DIRECTIONS: Transcribe the tail of the listing: start at the line containing "Please put a marker on the water" and stop after the last line, keeping every character as is and adding nothing.

RECORD SET:
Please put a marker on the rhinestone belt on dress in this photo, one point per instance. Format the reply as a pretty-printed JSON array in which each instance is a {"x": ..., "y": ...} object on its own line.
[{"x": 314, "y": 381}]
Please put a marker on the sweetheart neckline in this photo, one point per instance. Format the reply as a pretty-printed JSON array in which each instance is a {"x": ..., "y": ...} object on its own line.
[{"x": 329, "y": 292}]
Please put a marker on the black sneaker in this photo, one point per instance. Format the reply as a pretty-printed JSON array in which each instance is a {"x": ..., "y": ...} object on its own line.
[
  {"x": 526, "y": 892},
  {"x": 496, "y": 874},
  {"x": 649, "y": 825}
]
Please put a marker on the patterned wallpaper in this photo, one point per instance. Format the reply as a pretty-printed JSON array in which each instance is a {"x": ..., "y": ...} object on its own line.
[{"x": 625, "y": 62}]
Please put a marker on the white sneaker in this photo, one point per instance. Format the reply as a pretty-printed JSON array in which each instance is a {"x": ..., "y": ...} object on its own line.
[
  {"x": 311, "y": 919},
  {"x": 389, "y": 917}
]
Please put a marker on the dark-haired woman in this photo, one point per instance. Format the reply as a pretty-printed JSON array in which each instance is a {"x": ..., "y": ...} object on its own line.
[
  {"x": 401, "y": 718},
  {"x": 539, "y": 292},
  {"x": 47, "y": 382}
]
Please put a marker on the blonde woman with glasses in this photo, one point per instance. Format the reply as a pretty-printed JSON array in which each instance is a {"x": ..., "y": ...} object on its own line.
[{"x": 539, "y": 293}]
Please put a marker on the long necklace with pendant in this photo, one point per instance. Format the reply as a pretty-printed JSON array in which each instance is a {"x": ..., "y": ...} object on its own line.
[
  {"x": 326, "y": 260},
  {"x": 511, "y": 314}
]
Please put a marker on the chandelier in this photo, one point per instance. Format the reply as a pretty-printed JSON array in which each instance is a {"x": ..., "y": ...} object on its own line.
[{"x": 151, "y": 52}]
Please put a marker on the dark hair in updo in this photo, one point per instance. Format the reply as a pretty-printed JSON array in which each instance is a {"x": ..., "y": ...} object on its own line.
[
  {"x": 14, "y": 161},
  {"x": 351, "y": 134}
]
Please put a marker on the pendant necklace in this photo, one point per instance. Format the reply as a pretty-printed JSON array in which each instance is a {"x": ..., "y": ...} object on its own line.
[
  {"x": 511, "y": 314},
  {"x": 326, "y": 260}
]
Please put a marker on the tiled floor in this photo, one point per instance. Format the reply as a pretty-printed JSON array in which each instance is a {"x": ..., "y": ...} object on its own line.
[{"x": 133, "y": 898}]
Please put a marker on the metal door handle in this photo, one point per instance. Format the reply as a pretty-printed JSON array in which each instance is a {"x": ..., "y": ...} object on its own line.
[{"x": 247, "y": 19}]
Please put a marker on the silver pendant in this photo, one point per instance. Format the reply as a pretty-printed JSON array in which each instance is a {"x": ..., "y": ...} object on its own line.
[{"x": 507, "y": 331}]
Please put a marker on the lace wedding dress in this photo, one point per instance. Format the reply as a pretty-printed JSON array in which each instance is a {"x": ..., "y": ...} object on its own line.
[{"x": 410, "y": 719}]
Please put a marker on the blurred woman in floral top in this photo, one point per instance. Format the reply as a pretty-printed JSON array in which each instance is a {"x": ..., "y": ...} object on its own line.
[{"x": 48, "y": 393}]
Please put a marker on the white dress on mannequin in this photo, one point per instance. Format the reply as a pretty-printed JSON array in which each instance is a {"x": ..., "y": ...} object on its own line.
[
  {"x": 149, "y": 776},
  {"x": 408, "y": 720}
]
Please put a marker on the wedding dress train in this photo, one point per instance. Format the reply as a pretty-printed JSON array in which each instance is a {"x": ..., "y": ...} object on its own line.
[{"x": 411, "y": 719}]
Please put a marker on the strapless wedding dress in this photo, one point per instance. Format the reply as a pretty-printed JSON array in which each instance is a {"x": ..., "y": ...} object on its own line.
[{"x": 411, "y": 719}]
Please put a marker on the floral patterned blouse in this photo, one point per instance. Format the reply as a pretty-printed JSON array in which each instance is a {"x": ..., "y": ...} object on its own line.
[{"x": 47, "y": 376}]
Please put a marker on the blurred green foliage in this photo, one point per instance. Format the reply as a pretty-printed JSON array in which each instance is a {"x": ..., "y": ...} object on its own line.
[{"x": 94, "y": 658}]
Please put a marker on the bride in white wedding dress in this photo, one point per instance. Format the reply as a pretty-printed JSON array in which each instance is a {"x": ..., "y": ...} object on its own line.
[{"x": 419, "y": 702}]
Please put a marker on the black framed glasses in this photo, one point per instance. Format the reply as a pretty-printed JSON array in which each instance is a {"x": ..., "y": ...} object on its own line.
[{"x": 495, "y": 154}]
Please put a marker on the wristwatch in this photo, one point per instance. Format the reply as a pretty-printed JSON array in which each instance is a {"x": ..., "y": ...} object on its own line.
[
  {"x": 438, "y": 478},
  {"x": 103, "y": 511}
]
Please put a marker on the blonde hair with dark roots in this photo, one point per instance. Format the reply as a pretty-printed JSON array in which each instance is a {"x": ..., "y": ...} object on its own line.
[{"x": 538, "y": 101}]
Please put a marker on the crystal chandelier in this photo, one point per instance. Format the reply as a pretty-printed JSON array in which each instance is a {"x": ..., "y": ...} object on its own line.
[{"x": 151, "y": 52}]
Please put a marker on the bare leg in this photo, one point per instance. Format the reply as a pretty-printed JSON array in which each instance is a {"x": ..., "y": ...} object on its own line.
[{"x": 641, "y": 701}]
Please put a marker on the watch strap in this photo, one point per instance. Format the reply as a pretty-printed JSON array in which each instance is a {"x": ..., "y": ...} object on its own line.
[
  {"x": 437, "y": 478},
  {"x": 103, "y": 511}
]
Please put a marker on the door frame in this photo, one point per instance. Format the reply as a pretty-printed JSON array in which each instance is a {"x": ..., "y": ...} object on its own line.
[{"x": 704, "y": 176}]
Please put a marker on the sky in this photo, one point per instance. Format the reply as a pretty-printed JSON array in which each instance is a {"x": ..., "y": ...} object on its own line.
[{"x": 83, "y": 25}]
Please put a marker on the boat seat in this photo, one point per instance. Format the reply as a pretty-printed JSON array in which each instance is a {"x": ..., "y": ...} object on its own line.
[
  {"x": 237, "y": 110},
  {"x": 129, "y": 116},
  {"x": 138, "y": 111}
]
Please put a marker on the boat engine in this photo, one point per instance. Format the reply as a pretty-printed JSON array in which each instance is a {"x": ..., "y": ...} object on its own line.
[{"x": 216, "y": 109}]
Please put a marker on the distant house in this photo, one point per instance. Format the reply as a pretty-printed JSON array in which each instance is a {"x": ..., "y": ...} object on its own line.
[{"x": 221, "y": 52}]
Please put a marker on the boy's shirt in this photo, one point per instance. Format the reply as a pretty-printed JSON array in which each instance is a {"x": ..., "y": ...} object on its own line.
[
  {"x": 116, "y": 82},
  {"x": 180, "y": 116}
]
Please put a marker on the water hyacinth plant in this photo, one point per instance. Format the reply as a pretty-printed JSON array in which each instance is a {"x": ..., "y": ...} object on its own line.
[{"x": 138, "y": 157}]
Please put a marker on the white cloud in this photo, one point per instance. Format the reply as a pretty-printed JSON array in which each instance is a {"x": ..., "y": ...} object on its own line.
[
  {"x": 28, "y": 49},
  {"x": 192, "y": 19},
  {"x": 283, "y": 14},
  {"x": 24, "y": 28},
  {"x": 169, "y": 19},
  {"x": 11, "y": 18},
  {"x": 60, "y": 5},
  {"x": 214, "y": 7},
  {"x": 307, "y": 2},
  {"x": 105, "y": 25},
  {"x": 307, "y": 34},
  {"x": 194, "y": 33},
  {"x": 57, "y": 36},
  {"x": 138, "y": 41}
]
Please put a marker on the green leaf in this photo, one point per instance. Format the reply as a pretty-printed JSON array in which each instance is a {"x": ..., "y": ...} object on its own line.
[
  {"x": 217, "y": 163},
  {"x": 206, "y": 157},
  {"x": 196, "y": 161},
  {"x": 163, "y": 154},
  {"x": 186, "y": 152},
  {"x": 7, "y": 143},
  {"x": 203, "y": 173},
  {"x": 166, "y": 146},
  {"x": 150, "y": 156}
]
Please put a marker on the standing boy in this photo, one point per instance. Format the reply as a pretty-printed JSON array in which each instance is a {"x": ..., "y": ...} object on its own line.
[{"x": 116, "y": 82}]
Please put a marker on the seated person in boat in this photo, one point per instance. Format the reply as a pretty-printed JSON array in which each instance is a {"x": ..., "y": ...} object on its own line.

SOLUTION FOR THIS PROBLEM:
Please put a marker on the water hyacinth plant in this photo, one point per instance. Format the reply as a pretty-printed JSON array in which each instance is a {"x": ..., "y": ...} object on its own line.
[{"x": 138, "y": 157}]
Please put a marker on the white cloud in this photo, one point per instance. Format the reply as a pretty-printed JSON array in which each instance is a {"x": ..., "y": ...} object on its own line.
[
  {"x": 28, "y": 49},
  {"x": 192, "y": 19},
  {"x": 283, "y": 14},
  {"x": 24, "y": 28},
  {"x": 169, "y": 19},
  {"x": 11, "y": 18},
  {"x": 60, "y": 5},
  {"x": 214, "y": 7},
  {"x": 307, "y": 2},
  {"x": 105, "y": 25},
  {"x": 307, "y": 34},
  {"x": 194, "y": 33},
  {"x": 57, "y": 36},
  {"x": 138, "y": 41}
]
Please put a marker on the green leaf in this photo, one point per instance. Format the reply as a pretty-printed JSON array in which each instance is a {"x": ..., "y": ...} object on its own line.
[
  {"x": 217, "y": 163},
  {"x": 206, "y": 157},
  {"x": 196, "y": 161},
  {"x": 163, "y": 154},
  {"x": 186, "y": 152},
  {"x": 7, "y": 143},
  {"x": 203, "y": 173},
  {"x": 166, "y": 146},
  {"x": 150, "y": 156}
]
Please put a marker on the standing boy in this photo, one point per instance. Format the reply as a pretty-printed JSON array in which each instance is a {"x": ..., "y": ...} object on its own line.
[{"x": 116, "y": 82}]
Please put a marker on the seated person in boat in this photo, one point per instance. Format the reply as a pretty-printed JSON array in which each instance is a {"x": ..., "y": ...} object on its own line.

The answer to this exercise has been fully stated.